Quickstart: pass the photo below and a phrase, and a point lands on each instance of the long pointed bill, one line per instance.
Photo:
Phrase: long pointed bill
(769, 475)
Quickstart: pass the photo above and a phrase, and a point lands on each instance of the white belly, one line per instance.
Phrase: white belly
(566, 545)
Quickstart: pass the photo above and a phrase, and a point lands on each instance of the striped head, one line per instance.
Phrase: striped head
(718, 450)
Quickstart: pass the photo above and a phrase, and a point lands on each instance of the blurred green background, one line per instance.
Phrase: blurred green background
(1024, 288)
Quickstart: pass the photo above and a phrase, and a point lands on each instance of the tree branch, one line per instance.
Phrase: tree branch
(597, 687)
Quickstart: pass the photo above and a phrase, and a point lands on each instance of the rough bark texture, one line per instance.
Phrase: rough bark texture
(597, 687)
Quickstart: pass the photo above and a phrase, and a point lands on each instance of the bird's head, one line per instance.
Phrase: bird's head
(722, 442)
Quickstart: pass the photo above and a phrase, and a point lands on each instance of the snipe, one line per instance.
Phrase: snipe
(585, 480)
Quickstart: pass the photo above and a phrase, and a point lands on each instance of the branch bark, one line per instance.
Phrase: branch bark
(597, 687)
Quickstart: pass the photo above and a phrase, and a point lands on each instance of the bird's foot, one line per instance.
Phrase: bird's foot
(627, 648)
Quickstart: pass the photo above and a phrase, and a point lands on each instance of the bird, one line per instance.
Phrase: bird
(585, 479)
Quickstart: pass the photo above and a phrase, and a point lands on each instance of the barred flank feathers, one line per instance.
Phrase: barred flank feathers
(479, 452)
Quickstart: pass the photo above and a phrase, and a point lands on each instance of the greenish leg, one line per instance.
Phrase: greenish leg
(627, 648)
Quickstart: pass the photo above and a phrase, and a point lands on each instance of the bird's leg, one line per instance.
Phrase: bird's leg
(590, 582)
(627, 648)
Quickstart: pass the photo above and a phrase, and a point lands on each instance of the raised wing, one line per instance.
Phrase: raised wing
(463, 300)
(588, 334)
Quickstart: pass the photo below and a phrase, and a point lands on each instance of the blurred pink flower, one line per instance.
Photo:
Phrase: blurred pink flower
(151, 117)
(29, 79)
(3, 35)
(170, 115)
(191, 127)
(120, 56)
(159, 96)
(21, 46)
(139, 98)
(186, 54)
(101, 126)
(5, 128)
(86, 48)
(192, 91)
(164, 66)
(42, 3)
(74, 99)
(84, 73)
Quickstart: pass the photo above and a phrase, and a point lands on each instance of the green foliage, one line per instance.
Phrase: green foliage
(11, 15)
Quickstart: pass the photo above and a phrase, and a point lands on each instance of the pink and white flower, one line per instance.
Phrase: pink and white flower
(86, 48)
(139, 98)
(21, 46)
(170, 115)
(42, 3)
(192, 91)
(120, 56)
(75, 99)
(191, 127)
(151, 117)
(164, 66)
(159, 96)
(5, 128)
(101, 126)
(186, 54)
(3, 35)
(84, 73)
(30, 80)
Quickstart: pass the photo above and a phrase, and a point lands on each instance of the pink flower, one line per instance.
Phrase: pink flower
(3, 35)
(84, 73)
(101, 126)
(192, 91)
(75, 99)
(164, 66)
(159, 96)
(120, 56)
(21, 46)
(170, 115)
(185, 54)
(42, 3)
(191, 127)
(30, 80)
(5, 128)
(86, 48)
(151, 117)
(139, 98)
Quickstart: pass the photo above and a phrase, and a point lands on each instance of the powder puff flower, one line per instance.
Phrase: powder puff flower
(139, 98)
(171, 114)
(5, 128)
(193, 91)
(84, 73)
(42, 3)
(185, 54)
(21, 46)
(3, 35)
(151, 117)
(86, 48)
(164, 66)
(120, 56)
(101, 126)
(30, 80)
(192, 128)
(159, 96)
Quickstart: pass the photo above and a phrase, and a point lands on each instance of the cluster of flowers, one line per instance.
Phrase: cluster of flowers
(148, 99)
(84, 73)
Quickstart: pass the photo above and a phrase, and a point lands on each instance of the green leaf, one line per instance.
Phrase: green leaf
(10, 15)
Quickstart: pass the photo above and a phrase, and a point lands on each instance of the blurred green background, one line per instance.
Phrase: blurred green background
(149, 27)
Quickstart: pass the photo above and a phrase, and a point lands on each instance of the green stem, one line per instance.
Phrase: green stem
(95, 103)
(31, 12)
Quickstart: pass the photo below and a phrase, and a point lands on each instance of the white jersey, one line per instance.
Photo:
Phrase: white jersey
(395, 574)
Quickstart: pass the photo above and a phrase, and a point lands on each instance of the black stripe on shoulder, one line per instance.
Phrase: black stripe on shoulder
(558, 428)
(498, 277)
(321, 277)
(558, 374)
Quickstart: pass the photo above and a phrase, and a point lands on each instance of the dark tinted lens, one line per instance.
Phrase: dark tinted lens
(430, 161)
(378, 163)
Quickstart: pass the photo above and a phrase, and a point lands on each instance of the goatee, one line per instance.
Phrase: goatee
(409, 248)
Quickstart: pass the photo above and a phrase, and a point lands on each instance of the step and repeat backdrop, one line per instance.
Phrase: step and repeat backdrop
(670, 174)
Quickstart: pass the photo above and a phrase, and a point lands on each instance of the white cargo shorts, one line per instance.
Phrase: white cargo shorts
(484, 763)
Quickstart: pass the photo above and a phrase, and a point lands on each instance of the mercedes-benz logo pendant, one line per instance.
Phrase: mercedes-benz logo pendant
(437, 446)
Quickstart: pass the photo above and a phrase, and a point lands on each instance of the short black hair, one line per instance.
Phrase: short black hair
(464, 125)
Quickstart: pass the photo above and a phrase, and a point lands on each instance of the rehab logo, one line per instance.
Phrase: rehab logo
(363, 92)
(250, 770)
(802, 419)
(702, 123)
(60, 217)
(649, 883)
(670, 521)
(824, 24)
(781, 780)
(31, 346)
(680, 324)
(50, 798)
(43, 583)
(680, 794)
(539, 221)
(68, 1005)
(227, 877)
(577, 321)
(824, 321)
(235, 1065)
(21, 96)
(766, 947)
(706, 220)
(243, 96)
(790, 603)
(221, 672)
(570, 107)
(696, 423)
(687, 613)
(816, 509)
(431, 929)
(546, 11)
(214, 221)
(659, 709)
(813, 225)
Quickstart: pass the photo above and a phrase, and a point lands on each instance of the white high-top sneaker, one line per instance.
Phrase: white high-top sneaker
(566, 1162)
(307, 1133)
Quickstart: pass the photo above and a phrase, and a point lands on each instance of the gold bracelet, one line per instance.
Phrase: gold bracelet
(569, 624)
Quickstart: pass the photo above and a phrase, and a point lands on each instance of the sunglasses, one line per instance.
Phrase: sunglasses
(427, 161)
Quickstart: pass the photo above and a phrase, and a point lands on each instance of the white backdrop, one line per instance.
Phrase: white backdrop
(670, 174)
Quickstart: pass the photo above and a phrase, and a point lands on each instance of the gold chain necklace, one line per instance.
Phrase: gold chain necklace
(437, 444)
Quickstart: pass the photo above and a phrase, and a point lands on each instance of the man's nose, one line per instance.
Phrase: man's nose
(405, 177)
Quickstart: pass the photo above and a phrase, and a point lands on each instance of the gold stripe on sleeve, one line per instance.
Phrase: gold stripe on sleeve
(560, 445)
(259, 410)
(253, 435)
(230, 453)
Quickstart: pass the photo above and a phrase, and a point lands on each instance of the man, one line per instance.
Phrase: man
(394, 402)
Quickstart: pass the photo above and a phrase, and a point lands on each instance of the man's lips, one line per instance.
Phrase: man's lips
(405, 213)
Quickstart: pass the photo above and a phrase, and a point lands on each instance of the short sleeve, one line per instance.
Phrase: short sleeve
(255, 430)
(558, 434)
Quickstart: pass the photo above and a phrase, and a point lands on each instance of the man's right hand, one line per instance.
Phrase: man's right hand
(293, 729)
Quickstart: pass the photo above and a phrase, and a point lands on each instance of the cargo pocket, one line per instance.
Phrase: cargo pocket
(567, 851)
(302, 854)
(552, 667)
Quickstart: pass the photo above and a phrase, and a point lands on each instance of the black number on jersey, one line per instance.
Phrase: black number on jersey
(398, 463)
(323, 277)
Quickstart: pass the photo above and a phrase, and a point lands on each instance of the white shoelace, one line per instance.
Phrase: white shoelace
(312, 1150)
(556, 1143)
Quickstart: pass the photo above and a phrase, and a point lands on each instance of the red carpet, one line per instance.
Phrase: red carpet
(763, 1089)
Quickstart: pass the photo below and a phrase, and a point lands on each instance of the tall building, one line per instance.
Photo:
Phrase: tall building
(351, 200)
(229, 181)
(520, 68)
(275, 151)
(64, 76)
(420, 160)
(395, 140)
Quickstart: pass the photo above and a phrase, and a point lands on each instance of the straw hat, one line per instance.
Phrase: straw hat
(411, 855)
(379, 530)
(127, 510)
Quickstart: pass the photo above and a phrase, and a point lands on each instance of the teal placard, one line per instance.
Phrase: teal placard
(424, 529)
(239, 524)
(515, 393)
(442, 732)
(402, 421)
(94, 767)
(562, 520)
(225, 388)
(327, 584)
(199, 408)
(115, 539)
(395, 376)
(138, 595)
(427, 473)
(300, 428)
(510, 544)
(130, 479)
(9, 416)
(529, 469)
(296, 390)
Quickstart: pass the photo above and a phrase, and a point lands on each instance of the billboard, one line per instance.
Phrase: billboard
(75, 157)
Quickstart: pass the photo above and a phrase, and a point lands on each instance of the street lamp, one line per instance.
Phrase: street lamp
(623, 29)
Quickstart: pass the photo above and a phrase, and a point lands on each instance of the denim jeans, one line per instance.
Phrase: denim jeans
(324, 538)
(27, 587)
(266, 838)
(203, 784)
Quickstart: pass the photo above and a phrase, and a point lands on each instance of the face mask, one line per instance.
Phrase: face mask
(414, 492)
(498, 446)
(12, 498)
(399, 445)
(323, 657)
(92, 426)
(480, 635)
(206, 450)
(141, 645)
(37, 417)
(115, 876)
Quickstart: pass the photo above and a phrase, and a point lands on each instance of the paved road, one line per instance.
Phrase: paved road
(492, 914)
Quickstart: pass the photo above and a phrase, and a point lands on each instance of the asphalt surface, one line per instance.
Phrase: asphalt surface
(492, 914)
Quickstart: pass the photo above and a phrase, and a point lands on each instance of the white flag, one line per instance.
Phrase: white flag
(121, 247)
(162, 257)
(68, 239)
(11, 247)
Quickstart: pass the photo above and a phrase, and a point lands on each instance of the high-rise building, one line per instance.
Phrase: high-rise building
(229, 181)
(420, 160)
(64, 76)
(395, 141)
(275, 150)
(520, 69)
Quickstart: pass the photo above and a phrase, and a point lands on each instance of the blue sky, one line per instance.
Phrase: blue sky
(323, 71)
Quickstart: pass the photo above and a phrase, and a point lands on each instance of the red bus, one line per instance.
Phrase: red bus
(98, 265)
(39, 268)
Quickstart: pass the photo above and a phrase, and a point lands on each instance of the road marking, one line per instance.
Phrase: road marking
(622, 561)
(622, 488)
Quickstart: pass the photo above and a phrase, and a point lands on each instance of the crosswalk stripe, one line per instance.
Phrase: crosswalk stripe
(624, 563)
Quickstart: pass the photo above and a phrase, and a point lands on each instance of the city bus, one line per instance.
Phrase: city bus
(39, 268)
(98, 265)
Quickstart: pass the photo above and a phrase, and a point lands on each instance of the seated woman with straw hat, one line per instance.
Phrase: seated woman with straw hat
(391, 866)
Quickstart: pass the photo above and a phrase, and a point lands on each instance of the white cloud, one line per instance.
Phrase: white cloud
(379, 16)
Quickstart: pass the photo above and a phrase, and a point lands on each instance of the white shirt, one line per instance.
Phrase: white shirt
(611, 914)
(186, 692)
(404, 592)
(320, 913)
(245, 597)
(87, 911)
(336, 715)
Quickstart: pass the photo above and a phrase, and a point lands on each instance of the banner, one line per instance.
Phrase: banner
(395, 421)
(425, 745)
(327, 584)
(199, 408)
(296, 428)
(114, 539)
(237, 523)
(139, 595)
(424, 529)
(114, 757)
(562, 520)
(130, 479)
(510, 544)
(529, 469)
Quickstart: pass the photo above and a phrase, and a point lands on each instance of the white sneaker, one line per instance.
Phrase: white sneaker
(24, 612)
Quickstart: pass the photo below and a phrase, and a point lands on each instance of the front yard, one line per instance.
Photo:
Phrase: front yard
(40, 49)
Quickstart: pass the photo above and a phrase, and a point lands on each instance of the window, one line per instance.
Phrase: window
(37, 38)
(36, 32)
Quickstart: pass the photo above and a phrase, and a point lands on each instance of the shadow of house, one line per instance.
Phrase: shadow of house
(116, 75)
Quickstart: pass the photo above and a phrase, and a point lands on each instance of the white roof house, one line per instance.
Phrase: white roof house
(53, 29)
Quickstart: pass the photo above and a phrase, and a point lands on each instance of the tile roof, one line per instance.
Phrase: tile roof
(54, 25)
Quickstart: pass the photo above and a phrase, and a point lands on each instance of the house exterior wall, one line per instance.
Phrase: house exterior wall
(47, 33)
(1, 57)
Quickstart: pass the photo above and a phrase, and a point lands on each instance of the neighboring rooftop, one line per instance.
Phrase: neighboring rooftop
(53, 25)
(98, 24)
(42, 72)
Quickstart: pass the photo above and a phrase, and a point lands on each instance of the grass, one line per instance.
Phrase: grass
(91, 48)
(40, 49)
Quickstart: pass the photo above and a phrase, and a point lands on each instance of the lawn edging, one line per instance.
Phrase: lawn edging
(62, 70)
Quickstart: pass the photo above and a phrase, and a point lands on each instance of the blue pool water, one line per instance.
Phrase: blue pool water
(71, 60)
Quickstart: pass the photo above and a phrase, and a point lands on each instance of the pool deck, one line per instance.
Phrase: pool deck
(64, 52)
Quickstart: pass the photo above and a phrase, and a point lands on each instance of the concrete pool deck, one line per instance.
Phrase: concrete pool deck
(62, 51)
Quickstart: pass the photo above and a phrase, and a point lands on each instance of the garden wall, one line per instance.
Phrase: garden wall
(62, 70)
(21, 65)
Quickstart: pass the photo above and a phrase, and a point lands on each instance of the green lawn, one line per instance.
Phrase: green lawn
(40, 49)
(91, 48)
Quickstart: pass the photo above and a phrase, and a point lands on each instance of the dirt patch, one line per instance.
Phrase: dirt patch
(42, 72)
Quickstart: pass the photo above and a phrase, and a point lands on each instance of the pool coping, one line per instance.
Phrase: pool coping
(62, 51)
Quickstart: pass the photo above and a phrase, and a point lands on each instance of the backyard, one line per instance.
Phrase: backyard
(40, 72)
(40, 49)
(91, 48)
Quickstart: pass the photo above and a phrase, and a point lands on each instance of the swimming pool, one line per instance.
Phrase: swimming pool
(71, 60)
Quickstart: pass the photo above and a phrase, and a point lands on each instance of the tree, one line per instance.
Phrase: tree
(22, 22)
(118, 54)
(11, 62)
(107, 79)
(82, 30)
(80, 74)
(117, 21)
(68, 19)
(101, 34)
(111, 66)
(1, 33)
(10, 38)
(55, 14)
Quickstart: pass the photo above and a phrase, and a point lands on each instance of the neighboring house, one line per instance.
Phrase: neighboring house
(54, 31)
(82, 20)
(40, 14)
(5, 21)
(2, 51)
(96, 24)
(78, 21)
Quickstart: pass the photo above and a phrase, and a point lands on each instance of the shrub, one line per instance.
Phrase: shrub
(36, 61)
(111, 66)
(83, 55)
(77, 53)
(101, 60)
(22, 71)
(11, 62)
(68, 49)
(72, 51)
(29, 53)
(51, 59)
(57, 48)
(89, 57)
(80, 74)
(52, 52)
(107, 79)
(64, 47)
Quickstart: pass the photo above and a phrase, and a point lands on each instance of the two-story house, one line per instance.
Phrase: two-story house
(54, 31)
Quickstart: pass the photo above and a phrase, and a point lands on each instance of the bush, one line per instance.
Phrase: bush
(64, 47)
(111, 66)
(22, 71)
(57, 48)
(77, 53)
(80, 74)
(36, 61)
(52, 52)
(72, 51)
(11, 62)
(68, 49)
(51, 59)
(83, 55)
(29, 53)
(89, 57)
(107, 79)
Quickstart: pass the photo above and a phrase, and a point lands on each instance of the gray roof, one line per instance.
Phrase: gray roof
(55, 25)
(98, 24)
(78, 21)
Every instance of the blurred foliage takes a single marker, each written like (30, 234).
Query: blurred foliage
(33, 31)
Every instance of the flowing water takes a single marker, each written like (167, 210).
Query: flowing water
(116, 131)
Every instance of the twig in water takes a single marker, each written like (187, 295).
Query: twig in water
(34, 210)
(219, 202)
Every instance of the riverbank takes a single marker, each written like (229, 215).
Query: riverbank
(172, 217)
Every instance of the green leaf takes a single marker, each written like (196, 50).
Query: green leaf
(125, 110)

+ + + + + + +

Copy the entries without any change, starting at their first line and stopping after the line that contains "(1024, 288)".

Quickstart: pass the photo below and a phrase, and a point lands on each instance of the long pointed bill, one line per instance.
Photo:
Phrase: long pointed bill
(769, 475)
Quickstart: pass the photo above and a phrase, and a point lands on each instance of the white belly, one line per instance.
Phrase: white belly
(566, 545)
Quickstart: pass the photo above and a phrase, and a point lands on each instance of the striped head, one line per instance.
Phrase: striped head
(718, 450)
Quickstart: pass the photo above and a phrase, and a point lands on each instance of the blurred green background, one line per instance.
Phrase: blurred green background
(1024, 288)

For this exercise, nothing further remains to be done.